■ **RECORDS FOR PROCESSING**:
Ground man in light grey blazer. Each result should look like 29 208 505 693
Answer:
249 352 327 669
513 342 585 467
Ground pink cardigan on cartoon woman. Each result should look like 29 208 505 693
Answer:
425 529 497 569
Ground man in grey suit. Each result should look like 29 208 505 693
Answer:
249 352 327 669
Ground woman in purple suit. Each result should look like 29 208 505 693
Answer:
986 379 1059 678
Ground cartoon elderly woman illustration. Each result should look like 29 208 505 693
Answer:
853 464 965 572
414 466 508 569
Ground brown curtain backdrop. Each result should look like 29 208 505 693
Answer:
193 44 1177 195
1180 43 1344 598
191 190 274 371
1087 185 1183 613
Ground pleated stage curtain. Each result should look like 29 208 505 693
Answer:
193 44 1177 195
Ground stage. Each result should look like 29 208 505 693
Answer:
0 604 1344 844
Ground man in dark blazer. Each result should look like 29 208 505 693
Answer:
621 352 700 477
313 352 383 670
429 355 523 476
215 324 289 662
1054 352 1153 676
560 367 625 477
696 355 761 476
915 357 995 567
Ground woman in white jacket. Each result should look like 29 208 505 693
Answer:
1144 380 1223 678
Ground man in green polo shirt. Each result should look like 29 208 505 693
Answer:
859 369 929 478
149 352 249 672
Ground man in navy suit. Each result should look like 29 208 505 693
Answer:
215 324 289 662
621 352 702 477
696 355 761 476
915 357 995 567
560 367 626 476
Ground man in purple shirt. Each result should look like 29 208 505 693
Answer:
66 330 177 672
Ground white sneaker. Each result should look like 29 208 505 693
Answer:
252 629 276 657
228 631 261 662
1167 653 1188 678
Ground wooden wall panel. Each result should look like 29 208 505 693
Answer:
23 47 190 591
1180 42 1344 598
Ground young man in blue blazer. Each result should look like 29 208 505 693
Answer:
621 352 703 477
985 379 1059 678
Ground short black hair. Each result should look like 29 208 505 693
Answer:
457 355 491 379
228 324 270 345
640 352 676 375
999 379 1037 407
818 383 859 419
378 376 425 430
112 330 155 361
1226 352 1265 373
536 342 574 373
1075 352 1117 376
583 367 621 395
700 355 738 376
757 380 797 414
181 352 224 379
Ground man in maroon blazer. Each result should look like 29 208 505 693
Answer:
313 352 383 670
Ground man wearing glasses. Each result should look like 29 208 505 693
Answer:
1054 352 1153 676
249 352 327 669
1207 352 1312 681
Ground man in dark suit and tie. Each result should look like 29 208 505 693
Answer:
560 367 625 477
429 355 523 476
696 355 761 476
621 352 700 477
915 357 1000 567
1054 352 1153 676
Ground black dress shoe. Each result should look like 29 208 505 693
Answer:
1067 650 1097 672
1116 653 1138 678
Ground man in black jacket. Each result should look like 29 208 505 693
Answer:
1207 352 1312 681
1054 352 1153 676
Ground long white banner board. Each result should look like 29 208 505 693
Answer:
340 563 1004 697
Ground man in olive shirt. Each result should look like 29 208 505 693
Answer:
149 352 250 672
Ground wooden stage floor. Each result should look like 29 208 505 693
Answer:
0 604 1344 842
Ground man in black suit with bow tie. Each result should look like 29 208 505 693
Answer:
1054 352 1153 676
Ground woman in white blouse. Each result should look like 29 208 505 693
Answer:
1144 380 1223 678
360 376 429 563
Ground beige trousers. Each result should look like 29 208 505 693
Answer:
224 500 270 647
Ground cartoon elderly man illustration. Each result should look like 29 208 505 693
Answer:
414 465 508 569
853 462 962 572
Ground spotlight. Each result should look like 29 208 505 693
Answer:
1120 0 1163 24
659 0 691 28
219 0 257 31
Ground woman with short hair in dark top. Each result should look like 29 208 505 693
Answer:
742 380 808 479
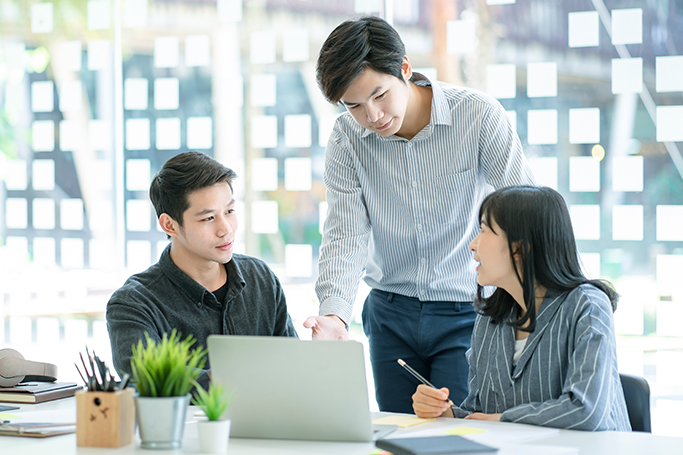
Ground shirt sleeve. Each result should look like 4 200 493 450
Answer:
501 293 621 431
479 100 536 189
106 294 210 389
315 124 370 325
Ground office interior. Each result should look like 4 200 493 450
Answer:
0 0 683 436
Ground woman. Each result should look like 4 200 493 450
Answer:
413 186 631 431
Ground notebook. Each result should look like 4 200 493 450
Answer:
207 335 396 441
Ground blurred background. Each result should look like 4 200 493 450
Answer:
0 0 683 436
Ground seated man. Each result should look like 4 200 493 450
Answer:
107 152 297 388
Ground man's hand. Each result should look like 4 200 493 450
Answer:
304 314 349 340
413 384 453 419
465 412 500 422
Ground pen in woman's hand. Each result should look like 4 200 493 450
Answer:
397 359 456 416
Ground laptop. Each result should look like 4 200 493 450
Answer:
207 335 396 441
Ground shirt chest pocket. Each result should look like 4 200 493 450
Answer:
428 169 476 225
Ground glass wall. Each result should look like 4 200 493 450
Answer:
0 0 683 434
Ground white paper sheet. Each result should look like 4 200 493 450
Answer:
285 244 313 278
59 198 84 231
249 31 275 64
657 205 683 242
154 77 180 110
88 40 113 70
568 11 600 47
126 199 151 232
5 197 28 229
32 197 55 229
655 55 683 93
31 160 55 191
612 156 643 191
88 0 111 30
59 41 83 71
251 158 278 191
31 2 53 33
446 20 477 55
612 8 643 44
656 106 683 142
250 74 277 107
154 36 179 68
59 120 79 152
126 118 150 150
31 120 55 152
569 156 600 192
569 204 600 240
612 57 643 95
0 160 28 191
126 159 151 191
527 109 557 145
185 35 211 67
569 107 600 144
251 201 280 234
285 114 311 148
31 81 55 112
282 29 309 62
123 77 149 111
285 158 312 191
251 115 277 148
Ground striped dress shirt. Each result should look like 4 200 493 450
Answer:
316 73 534 323
456 284 631 431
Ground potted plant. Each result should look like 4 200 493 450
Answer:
131 329 206 449
193 382 230 454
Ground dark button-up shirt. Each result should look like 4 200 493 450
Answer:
107 246 297 387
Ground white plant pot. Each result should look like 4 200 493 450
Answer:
197 420 230 454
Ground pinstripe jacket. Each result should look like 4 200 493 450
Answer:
456 284 631 431
316 73 534 322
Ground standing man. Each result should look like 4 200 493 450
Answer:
304 17 534 413
107 152 297 388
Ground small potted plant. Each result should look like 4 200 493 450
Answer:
193 382 230 454
131 329 206 449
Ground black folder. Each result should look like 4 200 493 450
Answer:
375 436 498 455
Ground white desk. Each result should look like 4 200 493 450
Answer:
0 398 683 455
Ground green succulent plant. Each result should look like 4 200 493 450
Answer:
192 382 230 421
130 329 206 397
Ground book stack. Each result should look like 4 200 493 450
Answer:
0 382 83 403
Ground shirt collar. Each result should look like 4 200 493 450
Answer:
354 73 452 141
159 243 247 306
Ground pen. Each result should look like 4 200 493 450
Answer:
397 359 456 416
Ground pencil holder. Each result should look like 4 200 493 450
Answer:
76 388 135 447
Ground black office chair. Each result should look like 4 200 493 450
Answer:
619 373 652 433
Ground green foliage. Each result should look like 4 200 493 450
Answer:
192 382 230 420
130 329 206 397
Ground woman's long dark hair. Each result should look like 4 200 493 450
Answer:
477 186 618 332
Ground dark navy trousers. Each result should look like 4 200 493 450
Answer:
363 289 476 414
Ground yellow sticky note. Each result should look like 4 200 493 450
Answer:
442 427 486 436
372 416 436 428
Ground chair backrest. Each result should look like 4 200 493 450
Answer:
619 373 652 433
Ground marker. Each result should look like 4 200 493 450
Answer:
397 359 457 416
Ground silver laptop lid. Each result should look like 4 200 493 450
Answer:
208 335 373 441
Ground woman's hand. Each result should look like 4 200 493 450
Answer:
464 414 500 422
413 384 453 419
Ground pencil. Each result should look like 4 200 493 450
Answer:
397 359 456 416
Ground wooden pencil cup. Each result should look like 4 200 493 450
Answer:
76 388 135 447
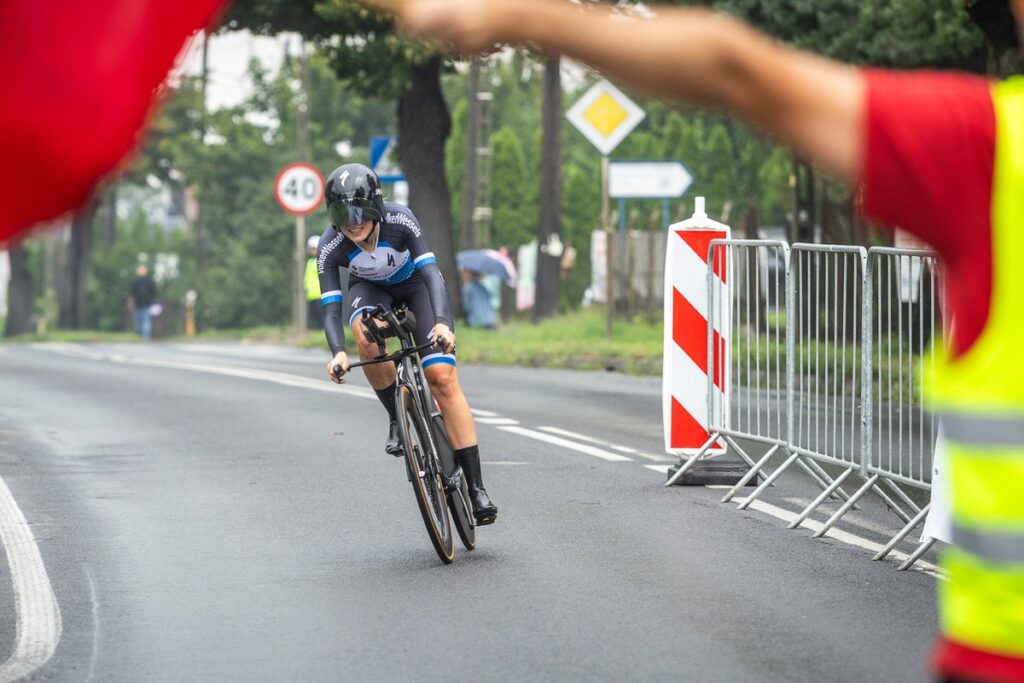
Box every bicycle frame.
[350,304,458,481]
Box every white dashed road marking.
[0,479,61,683]
[539,427,676,462]
[499,427,632,463]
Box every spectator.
[128,265,157,339]
[302,234,324,330]
[399,0,1024,683]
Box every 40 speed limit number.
[273,162,324,216]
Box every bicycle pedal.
[474,512,498,526]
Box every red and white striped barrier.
[662,197,731,456]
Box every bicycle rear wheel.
[430,413,476,550]
[398,386,455,564]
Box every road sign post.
[273,162,324,334]
[565,81,645,338]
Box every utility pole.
[473,61,495,246]
[193,31,210,280]
[462,57,480,249]
[534,57,562,323]
[292,37,309,335]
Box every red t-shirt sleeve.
[861,70,995,352]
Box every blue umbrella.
[455,249,519,283]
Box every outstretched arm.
[399,0,864,181]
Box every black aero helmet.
[324,164,384,227]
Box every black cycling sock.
[455,444,483,486]
[374,382,398,422]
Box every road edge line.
[0,478,62,683]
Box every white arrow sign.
[608,161,693,199]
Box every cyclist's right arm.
[316,229,348,384]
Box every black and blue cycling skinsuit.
[316,202,455,368]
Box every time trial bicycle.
[333,304,476,564]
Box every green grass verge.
[0,330,141,344]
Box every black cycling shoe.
[456,446,498,526]
[384,422,406,458]
[469,486,498,526]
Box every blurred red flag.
[0,0,223,243]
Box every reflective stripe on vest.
[939,411,1024,449]
[928,78,1024,663]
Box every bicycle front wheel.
[398,386,455,564]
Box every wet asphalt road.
[0,344,935,682]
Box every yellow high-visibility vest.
[928,78,1024,659]
[302,258,319,301]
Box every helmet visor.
[327,197,382,226]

■ **EXERCISE INSTRUCTIONS**: Reproduce verbatim the lines of the records, starting at the line that contains "Box every blurred red flag." and ending at the final line of the records.

■ **ANSWER TO THE TASK**:
Box every blurred red flag.
[0,0,223,243]
Box every reflective stripe on vest.
[939,411,1024,449]
[928,78,1024,663]
Box every bicycle front wheel.
[398,386,455,564]
Box every wet asphalt road.
[0,344,935,682]
Box every yellow high-visibility vest.
[928,78,1024,659]
[302,258,319,301]
Box every helmet visor.
[327,197,382,226]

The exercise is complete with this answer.